## WRITTEN EXERCISE
Count the lines of the records below that contain the string "ceiling", treating uppercase and lowercase as distinct, and give only that number.

Source data:
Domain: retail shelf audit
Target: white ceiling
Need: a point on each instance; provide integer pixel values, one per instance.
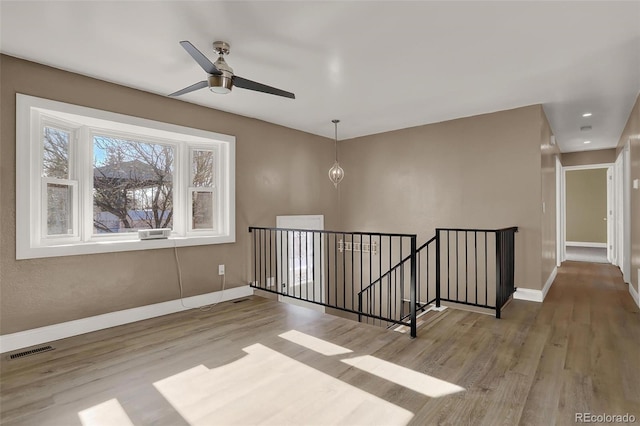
(377, 66)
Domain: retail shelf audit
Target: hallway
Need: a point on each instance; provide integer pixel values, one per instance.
(590, 361)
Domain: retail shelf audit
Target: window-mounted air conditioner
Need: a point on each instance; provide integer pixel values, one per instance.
(154, 234)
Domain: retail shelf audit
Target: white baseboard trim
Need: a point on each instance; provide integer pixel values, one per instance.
(528, 294)
(634, 294)
(550, 280)
(536, 295)
(37, 336)
(585, 244)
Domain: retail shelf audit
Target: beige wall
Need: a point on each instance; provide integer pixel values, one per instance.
(278, 171)
(548, 155)
(585, 158)
(631, 134)
(476, 172)
(586, 205)
(487, 171)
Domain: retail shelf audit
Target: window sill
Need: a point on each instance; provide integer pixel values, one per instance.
(96, 247)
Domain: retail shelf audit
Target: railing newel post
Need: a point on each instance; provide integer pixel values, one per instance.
(413, 287)
(437, 268)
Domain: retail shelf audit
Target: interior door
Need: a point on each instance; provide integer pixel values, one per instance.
(300, 261)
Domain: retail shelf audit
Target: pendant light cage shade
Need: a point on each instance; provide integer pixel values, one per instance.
(336, 173)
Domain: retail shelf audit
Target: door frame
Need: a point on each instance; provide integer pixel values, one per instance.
(563, 205)
(623, 202)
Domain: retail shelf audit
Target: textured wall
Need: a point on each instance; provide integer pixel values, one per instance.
(476, 172)
(278, 171)
(631, 134)
(584, 158)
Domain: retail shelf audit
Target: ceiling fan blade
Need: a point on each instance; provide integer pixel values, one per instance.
(259, 87)
(202, 60)
(196, 86)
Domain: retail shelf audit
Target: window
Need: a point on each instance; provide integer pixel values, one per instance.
(88, 180)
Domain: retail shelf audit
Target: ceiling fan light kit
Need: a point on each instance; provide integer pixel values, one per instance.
(220, 76)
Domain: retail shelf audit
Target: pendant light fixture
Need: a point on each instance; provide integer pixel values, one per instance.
(336, 173)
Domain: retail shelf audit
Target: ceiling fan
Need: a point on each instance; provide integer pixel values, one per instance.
(220, 75)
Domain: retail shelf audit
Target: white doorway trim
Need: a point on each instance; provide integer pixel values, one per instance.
(623, 202)
(285, 279)
(560, 243)
(563, 205)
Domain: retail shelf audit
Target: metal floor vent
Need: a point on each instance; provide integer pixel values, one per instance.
(31, 352)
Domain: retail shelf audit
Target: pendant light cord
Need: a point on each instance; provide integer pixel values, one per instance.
(335, 122)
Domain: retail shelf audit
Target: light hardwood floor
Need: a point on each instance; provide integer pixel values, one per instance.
(579, 351)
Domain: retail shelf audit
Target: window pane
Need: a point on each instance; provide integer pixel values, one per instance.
(55, 155)
(203, 210)
(202, 168)
(132, 185)
(59, 209)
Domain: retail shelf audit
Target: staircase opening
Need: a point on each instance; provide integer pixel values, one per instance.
(385, 278)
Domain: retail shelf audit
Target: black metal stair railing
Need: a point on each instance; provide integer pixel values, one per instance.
(395, 279)
(384, 278)
(331, 268)
(476, 267)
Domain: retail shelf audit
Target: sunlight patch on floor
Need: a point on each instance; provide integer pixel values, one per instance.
(318, 345)
(419, 382)
(108, 413)
(268, 388)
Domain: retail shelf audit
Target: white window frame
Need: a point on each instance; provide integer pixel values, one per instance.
(215, 190)
(83, 123)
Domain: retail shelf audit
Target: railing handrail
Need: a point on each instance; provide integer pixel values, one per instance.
(510, 228)
(324, 231)
(396, 266)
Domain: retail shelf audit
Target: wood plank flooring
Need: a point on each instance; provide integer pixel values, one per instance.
(579, 351)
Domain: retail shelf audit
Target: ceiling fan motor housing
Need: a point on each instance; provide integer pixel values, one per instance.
(223, 82)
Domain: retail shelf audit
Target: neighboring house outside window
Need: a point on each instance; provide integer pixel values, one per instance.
(88, 180)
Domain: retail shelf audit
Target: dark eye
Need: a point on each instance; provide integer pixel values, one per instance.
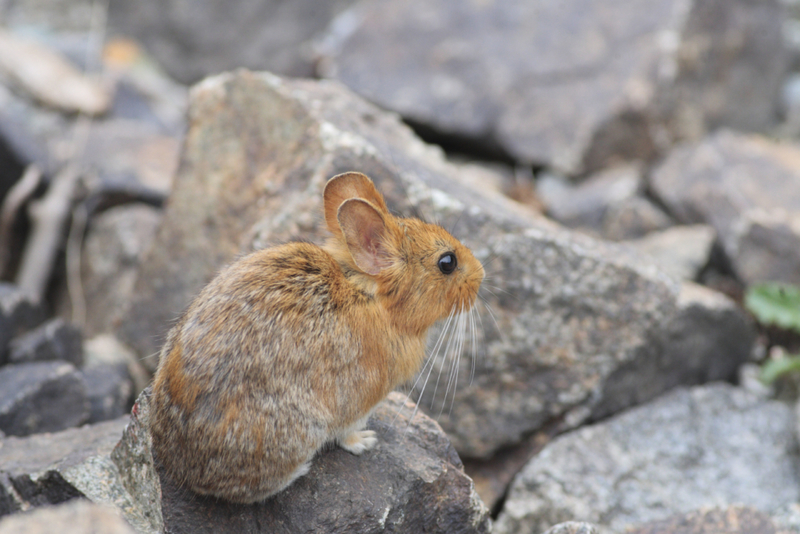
(447, 263)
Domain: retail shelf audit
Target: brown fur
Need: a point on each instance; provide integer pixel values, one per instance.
(291, 347)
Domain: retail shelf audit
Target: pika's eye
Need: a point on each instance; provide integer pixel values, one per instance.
(447, 263)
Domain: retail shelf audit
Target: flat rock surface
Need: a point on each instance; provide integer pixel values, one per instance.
(713, 445)
(413, 481)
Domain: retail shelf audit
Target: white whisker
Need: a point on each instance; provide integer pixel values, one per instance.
(428, 362)
(441, 368)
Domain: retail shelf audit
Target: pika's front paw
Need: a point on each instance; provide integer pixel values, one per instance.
(359, 441)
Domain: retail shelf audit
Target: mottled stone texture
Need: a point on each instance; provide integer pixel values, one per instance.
(713, 445)
(575, 327)
(746, 188)
(412, 482)
(573, 84)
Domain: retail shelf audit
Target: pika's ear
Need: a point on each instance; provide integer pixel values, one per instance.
(343, 187)
(364, 231)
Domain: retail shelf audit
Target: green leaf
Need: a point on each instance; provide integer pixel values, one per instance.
(774, 303)
(774, 369)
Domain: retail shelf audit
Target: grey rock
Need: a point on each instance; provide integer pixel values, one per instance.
(731, 520)
(766, 246)
(787, 518)
(18, 313)
(115, 243)
(572, 527)
(110, 391)
(714, 445)
(137, 477)
(746, 188)
(48, 469)
(205, 37)
(412, 482)
(608, 81)
(576, 325)
(633, 218)
(55, 340)
(76, 517)
(41, 397)
(586, 205)
(680, 251)
(707, 339)
(53, 468)
(105, 349)
(327, 130)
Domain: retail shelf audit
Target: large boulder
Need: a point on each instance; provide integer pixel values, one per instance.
(573, 84)
(571, 328)
(713, 445)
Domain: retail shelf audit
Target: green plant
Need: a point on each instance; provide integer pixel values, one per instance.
(776, 304)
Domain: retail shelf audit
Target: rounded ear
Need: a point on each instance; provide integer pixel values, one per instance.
(343, 187)
(364, 231)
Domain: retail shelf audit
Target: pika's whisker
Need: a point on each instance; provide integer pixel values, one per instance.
(461, 336)
(491, 314)
(428, 362)
(474, 343)
(453, 358)
(441, 368)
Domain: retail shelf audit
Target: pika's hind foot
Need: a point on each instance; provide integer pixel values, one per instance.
(358, 441)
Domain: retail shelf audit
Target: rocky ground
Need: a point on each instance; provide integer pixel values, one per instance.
(625, 170)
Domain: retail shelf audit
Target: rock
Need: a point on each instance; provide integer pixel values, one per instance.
(731, 520)
(633, 218)
(41, 397)
(128, 151)
(105, 349)
(327, 130)
(52, 468)
(708, 339)
(572, 527)
(48, 77)
(18, 313)
(586, 205)
(76, 517)
(55, 340)
(680, 251)
(576, 325)
(138, 480)
(746, 188)
(110, 391)
(115, 244)
(610, 81)
(713, 445)
(412, 482)
(767, 245)
(194, 40)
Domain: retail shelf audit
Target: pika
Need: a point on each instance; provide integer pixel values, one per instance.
(291, 347)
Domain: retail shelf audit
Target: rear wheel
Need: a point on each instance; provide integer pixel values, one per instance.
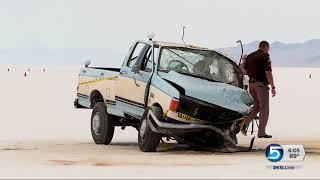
(102, 127)
(147, 139)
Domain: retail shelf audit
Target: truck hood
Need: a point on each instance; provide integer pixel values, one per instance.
(220, 94)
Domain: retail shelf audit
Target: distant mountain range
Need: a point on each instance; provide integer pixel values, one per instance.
(284, 54)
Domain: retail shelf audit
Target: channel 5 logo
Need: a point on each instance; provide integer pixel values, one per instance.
(274, 152)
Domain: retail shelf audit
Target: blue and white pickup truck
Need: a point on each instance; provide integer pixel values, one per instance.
(182, 92)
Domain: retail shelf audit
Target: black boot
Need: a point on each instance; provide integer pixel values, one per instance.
(244, 129)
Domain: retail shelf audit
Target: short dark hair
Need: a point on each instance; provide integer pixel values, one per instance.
(263, 44)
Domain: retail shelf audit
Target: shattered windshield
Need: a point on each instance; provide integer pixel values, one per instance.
(206, 64)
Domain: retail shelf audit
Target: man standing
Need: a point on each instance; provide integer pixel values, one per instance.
(258, 68)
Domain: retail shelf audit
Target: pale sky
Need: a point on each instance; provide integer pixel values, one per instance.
(114, 24)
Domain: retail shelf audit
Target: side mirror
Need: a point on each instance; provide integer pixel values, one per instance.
(136, 68)
(87, 63)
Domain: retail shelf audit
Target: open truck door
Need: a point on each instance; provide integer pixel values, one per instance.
(134, 76)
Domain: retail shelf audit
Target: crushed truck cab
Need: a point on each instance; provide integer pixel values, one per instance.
(190, 94)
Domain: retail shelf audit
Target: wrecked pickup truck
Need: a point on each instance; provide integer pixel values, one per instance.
(190, 94)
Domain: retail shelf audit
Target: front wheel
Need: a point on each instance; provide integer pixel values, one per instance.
(147, 139)
(102, 127)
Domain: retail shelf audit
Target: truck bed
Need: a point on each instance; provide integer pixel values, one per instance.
(99, 80)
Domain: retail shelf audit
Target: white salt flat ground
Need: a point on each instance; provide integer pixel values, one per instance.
(43, 136)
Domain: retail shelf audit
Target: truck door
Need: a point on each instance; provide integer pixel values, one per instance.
(132, 85)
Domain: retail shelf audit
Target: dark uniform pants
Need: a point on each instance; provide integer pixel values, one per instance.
(260, 94)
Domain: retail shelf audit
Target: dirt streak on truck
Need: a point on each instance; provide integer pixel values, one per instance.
(161, 91)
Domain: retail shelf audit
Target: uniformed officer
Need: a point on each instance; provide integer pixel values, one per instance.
(258, 68)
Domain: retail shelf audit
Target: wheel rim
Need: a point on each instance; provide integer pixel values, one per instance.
(143, 128)
(96, 124)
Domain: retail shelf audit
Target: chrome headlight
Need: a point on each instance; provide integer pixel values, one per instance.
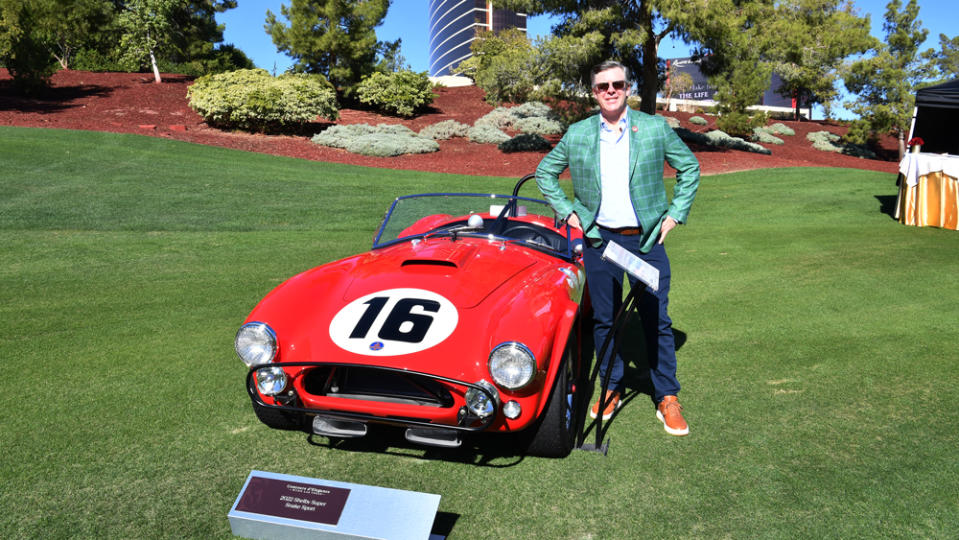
(255, 343)
(270, 381)
(479, 403)
(512, 365)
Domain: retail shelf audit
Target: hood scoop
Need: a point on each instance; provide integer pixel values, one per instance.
(427, 264)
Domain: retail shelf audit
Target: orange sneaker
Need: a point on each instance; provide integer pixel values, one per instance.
(668, 412)
(613, 398)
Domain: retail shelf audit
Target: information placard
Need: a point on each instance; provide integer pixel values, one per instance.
(636, 267)
(282, 506)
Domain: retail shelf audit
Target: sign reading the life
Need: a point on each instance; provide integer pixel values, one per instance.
(394, 322)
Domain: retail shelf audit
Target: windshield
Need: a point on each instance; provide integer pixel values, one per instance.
(500, 217)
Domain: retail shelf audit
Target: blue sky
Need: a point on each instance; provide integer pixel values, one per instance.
(407, 20)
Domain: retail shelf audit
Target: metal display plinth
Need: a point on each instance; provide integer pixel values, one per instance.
(282, 506)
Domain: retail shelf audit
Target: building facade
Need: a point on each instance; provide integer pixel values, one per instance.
(454, 25)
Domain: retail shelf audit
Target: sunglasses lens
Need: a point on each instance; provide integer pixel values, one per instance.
(603, 87)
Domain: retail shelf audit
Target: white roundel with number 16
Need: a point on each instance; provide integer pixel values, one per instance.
(394, 322)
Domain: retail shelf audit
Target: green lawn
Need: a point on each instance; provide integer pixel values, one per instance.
(819, 357)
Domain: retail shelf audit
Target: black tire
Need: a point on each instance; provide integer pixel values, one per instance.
(554, 434)
(278, 419)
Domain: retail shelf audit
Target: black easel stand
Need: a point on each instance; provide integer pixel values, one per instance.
(628, 307)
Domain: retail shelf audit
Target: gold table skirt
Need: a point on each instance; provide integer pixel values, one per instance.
(932, 202)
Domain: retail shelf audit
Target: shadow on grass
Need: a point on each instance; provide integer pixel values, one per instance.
(635, 377)
(887, 205)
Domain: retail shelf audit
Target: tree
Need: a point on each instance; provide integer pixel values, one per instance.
(810, 40)
(147, 27)
(70, 24)
(34, 32)
(632, 31)
(510, 68)
(335, 38)
(943, 64)
(194, 44)
(732, 52)
(21, 43)
(885, 83)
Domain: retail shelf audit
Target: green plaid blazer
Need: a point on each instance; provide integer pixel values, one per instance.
(652, 143)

## RESULT FOR THIS EXERCISE
5